___ Records shown ___

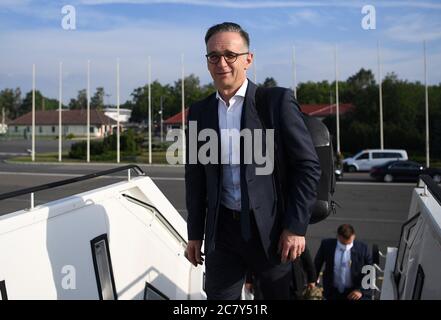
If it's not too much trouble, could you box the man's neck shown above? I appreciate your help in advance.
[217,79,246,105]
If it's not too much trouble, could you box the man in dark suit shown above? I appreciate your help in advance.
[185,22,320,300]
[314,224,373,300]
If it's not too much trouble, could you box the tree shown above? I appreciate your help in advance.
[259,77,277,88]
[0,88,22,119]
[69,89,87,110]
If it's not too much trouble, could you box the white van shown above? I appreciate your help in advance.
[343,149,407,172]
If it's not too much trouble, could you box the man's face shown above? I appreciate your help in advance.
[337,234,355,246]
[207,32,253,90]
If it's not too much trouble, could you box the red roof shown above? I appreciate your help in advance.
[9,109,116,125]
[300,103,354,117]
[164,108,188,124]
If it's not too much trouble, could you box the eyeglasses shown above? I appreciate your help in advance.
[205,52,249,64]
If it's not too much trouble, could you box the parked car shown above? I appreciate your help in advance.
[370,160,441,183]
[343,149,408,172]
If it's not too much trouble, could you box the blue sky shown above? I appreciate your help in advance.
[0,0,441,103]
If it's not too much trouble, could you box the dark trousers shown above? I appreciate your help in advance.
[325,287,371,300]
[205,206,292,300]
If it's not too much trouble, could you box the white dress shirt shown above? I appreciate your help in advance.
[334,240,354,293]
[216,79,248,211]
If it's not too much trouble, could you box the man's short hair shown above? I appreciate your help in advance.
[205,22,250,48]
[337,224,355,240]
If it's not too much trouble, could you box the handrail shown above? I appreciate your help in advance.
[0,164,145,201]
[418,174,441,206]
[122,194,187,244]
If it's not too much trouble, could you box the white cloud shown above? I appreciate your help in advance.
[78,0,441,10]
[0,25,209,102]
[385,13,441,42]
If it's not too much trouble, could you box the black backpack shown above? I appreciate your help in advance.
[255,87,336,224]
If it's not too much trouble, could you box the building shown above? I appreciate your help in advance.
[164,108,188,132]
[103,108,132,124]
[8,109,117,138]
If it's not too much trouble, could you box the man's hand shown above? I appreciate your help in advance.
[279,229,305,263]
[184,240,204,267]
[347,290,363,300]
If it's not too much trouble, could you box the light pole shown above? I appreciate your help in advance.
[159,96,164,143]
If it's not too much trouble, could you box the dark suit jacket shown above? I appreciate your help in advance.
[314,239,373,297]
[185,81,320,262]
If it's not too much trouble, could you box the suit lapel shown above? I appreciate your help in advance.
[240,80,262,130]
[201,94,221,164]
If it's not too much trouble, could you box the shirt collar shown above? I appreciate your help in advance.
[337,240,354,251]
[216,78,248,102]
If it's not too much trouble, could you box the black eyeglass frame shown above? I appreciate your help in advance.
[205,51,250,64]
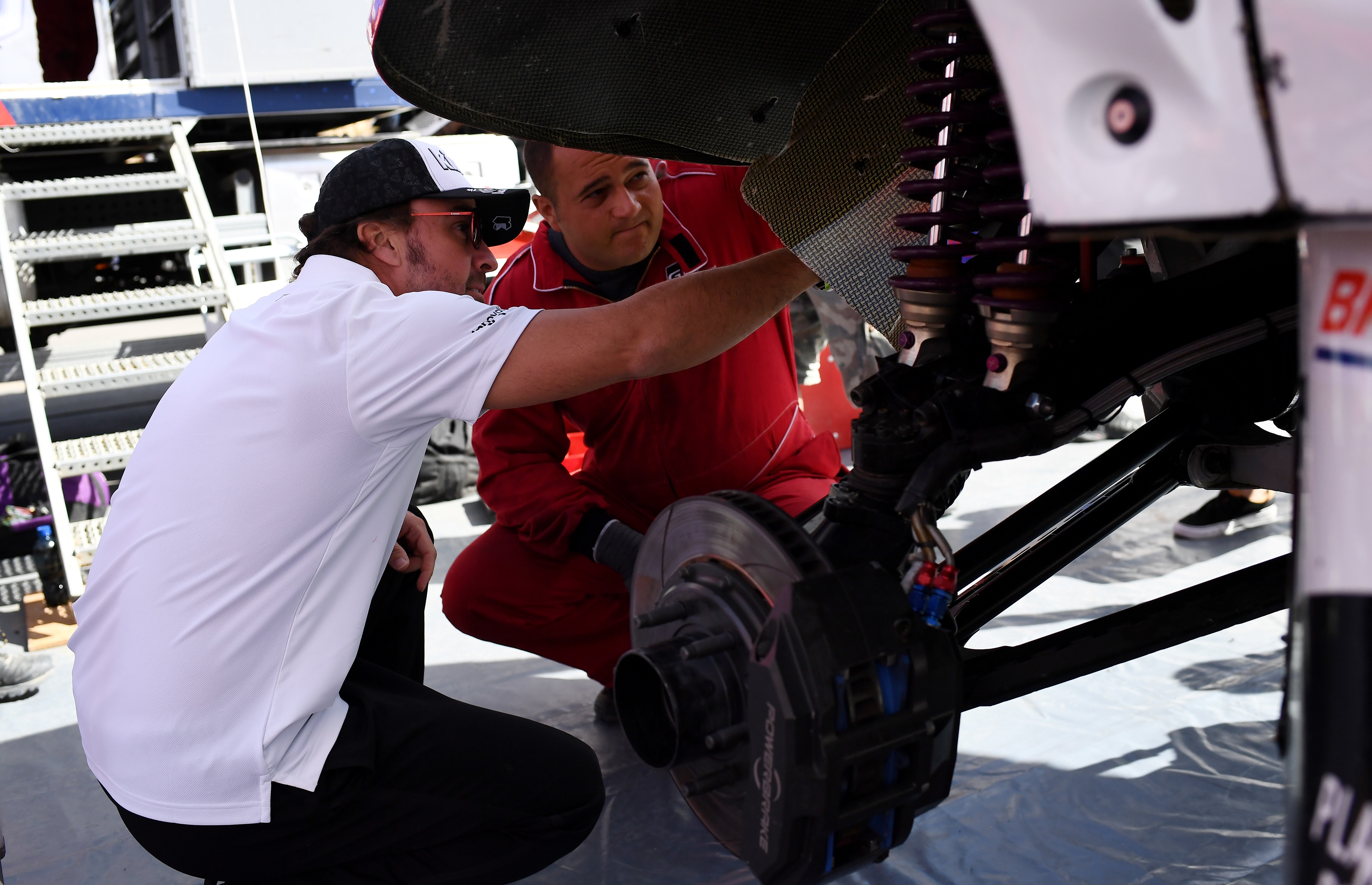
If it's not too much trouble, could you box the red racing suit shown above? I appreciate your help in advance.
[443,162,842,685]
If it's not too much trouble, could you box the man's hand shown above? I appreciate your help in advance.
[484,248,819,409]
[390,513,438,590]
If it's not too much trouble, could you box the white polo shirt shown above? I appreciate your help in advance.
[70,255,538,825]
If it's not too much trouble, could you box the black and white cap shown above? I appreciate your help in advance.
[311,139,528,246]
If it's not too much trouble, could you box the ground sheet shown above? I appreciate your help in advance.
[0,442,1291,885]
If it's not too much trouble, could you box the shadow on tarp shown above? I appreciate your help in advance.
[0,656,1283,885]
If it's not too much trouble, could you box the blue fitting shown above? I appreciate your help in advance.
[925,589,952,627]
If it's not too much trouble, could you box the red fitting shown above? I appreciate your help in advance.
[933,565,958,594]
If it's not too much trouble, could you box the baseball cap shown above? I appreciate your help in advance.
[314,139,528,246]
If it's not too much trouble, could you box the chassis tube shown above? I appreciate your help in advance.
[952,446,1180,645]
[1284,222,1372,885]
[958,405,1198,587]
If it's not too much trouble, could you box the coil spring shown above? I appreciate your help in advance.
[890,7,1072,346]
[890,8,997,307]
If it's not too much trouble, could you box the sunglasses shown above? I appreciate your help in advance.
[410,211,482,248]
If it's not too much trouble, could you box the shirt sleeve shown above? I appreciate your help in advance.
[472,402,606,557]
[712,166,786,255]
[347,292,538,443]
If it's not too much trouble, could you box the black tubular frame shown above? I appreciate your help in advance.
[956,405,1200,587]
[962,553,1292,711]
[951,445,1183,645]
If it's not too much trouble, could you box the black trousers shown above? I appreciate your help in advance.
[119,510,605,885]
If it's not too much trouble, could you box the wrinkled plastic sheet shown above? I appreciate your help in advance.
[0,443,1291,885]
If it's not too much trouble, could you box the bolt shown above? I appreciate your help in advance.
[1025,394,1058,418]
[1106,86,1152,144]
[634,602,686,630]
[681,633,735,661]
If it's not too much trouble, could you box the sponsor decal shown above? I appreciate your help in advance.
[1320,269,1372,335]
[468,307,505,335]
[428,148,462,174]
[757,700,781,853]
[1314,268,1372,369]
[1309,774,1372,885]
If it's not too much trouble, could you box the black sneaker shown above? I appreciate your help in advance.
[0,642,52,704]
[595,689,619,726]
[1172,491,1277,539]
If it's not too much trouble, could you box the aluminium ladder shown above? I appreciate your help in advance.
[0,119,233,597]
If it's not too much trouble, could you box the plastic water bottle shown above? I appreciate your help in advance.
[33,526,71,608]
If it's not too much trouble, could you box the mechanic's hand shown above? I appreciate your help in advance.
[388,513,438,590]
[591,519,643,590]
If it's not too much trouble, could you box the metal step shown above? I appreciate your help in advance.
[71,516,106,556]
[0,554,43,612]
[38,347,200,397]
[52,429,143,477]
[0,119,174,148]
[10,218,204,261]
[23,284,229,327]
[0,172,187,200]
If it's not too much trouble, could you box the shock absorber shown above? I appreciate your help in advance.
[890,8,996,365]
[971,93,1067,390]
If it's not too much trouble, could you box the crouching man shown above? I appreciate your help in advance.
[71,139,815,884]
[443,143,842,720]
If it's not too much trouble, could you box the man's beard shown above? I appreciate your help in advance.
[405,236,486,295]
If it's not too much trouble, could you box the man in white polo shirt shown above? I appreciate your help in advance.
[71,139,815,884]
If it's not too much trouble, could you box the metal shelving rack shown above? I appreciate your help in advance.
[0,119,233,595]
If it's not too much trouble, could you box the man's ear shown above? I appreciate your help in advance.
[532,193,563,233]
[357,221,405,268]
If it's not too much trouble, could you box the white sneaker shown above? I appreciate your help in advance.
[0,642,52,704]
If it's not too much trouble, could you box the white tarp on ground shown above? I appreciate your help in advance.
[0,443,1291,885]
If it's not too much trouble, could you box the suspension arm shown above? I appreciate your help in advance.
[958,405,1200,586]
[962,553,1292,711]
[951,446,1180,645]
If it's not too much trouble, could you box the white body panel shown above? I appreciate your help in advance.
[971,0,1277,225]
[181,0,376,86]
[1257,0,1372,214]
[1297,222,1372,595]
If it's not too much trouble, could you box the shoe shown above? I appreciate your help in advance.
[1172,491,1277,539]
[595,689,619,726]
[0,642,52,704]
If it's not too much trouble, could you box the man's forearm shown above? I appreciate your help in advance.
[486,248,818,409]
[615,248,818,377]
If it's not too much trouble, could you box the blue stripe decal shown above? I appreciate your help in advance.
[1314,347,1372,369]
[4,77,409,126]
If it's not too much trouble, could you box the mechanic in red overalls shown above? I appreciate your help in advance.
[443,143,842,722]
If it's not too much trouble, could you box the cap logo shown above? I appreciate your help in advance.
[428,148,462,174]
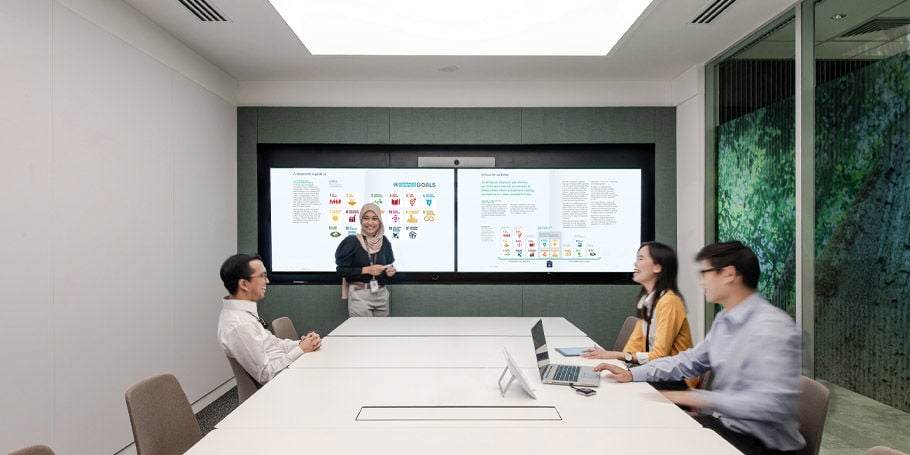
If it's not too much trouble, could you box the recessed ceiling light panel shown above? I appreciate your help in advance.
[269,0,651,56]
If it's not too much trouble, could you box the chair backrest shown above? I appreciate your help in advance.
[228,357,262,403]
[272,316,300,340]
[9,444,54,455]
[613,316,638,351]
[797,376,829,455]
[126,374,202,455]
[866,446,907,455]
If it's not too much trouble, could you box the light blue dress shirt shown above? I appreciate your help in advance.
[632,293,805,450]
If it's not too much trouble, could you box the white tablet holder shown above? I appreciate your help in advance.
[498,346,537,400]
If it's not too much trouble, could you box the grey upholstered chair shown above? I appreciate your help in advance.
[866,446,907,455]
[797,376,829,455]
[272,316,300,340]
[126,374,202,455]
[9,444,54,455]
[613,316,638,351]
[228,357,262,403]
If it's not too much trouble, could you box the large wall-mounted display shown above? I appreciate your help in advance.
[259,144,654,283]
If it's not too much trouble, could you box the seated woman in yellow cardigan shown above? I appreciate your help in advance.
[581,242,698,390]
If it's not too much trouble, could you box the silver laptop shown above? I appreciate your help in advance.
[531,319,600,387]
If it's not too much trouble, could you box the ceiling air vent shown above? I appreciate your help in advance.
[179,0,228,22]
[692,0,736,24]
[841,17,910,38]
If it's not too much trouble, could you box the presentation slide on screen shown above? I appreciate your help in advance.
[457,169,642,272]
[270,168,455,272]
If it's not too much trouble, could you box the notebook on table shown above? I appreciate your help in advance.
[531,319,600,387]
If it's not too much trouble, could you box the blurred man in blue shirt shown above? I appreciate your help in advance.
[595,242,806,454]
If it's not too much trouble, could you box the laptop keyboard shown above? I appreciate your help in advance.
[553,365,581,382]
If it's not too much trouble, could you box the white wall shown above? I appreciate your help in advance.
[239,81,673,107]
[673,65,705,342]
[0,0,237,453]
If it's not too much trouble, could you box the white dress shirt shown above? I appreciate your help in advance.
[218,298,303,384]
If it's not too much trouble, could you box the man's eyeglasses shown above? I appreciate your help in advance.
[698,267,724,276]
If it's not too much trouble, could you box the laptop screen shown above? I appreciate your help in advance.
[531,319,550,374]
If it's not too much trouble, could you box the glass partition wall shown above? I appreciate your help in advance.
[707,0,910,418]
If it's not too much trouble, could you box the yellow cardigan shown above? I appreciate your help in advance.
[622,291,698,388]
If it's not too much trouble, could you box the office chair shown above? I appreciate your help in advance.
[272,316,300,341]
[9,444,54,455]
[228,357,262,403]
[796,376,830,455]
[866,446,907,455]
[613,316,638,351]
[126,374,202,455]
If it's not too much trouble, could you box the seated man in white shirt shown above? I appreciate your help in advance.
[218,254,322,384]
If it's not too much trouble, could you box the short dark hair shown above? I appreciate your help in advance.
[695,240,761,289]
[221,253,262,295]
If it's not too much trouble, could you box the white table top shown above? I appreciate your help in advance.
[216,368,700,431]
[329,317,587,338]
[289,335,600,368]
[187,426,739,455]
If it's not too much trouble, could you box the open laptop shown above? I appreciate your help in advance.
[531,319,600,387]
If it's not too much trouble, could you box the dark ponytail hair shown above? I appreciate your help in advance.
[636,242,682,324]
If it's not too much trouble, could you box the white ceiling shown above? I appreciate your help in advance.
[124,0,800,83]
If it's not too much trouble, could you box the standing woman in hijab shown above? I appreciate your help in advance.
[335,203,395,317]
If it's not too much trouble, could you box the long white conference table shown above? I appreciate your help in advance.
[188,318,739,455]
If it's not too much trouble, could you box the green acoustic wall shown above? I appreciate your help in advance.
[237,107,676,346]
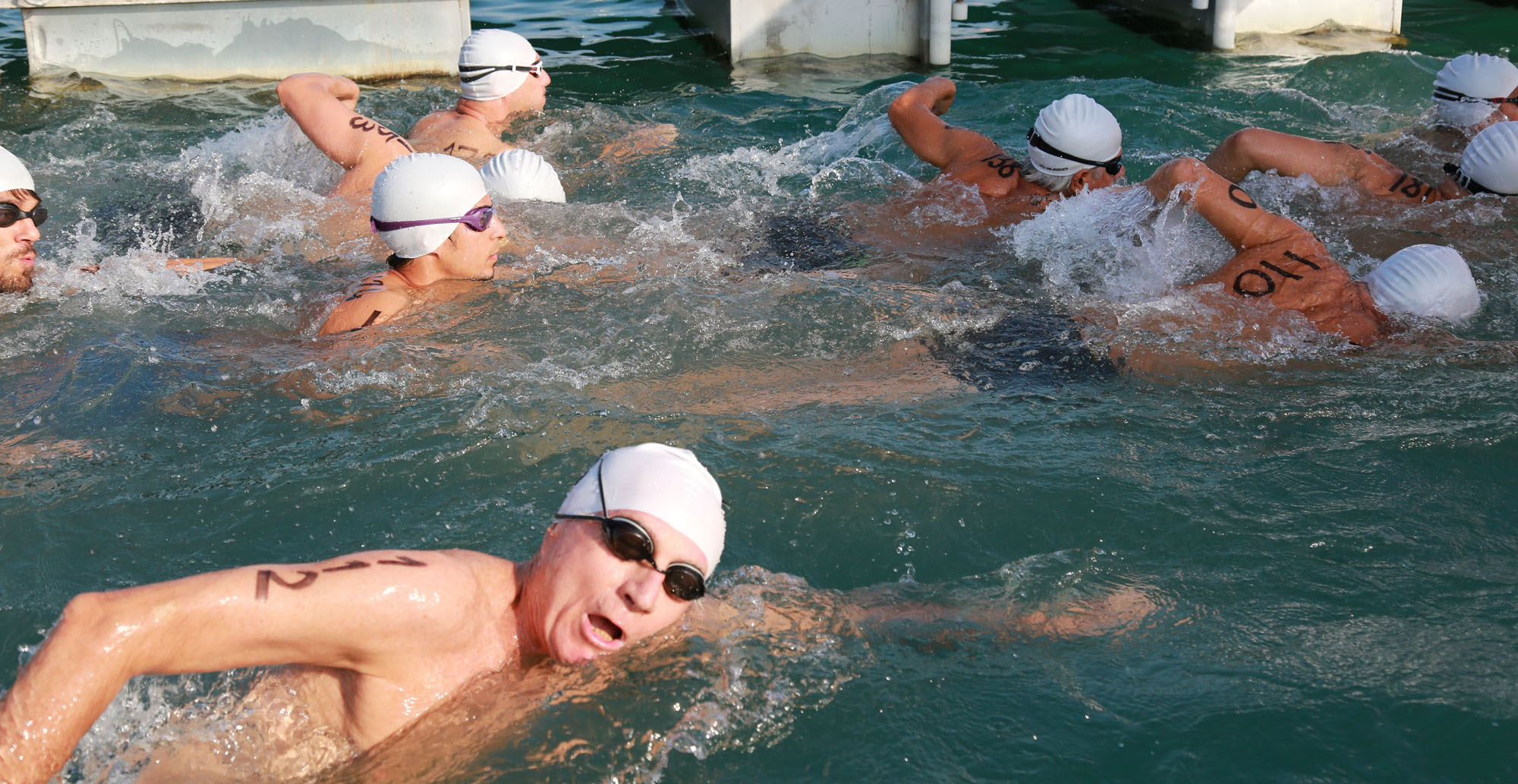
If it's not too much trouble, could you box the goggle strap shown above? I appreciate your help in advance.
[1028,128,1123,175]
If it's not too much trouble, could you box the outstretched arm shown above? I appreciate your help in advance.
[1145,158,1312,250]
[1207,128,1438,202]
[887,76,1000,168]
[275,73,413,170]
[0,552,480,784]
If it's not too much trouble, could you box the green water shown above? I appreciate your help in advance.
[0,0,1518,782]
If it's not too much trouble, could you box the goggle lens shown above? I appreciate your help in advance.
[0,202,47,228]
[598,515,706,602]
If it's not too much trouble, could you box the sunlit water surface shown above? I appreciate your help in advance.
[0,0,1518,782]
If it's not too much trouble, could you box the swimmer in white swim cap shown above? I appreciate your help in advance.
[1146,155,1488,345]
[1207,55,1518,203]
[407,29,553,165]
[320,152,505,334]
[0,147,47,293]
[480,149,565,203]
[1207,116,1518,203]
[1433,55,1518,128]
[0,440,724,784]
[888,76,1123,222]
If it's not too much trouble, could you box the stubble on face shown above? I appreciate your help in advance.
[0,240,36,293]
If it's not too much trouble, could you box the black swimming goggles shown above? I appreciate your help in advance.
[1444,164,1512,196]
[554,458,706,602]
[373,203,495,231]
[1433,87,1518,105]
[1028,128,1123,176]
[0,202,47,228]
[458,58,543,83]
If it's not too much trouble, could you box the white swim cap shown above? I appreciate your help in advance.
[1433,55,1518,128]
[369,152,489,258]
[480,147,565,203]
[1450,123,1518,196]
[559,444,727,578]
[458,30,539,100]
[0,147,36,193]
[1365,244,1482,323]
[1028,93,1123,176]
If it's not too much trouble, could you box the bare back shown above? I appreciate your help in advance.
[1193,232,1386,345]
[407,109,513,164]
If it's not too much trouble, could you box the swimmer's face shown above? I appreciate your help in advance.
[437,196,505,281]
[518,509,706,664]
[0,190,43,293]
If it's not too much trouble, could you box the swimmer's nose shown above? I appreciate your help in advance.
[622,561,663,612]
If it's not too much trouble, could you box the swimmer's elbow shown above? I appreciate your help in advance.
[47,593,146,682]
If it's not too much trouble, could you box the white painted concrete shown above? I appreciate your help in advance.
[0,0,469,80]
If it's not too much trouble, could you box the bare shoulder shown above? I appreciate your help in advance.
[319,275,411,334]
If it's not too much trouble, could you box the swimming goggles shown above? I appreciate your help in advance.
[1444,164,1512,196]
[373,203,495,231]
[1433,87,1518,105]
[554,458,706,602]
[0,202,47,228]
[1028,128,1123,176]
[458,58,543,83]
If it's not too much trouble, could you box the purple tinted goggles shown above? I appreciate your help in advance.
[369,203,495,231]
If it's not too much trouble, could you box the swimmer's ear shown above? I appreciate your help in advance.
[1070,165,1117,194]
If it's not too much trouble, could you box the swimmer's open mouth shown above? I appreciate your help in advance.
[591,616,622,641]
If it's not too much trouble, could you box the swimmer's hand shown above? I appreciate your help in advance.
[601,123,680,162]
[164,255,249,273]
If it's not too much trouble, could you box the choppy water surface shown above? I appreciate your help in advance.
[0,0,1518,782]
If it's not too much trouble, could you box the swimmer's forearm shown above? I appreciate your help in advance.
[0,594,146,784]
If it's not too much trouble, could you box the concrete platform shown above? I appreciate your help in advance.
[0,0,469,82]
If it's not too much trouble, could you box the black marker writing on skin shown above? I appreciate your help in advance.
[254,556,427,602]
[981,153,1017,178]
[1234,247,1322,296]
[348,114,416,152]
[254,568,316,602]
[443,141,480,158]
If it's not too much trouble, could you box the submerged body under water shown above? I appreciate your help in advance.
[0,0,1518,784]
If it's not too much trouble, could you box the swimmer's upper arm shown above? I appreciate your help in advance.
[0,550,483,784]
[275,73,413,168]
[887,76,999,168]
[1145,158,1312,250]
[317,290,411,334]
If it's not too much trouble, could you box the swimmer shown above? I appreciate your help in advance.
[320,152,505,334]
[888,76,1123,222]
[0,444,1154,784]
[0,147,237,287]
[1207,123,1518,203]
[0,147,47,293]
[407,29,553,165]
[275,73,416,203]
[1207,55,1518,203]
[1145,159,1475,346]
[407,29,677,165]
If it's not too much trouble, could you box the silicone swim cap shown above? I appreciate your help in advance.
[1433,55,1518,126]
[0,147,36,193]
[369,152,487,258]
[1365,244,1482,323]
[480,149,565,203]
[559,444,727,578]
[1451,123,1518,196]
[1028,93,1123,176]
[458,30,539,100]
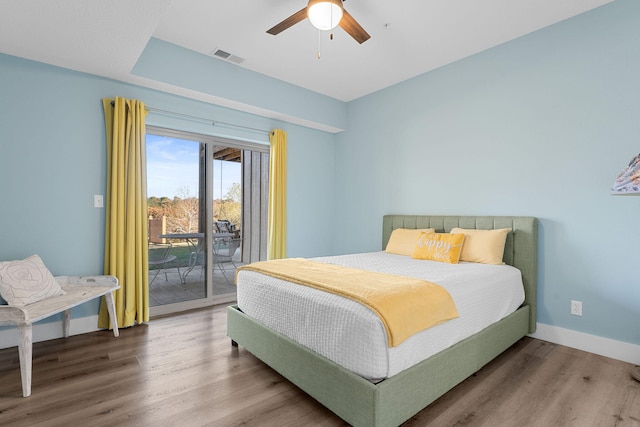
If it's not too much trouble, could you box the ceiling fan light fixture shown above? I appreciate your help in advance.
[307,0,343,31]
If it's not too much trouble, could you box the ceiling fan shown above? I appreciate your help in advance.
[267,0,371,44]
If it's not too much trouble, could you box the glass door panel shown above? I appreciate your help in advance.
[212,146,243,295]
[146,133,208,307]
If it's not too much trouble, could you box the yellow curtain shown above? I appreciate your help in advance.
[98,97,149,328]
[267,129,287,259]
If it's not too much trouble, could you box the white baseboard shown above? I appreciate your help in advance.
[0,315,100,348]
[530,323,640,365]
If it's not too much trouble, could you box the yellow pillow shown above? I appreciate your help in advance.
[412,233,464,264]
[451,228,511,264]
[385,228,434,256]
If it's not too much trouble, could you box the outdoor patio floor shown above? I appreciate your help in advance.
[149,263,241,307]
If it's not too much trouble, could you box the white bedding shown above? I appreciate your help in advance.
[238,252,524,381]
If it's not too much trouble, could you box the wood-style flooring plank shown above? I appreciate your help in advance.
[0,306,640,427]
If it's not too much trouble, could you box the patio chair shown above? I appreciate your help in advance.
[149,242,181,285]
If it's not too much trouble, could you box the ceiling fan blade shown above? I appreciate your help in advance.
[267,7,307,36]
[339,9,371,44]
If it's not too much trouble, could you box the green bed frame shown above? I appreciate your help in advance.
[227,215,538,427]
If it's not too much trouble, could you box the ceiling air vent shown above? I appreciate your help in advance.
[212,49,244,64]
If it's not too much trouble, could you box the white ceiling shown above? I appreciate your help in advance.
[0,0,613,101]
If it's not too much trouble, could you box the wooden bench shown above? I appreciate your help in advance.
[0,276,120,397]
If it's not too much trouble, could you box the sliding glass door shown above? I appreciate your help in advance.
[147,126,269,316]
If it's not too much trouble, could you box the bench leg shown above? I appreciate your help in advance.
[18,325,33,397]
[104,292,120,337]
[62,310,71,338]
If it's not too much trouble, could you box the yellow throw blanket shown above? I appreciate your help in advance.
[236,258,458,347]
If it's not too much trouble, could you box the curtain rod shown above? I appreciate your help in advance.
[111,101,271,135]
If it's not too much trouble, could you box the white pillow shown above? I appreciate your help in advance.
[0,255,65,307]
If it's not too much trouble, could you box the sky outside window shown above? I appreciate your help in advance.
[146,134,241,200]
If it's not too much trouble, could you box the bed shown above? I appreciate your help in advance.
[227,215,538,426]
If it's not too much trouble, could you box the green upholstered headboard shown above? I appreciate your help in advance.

___

What is asked
Reproduce verbatim the lines of the entries from the one containing "the light pole" through the one containing "[159,96,164,143]", both included.

Written reply
If it's not too much trouble, could you box the light pole shown above? I appreciate your help in advance.
[159,96,164,143]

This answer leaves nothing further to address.